INSTRUCTIONS FOR THE TASK – Repeat the entries exactly as they are written.

(Saved entries)
= = = = =

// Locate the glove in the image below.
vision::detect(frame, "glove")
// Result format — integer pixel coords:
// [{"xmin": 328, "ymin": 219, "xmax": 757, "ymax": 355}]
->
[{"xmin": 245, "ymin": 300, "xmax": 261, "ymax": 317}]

= = = = =

COMPLETED TASK –
// Locate the glove in the image below.
vision::detect(frame, "glove")
// Result format — integer pixel coords:
// [{"xmin": 328, "ymin": 219, "xmax": 757, "ymax": 355}]
->
[{"xmin": 245, "ymin": 300, "xmax": 261, "ymax": 317}]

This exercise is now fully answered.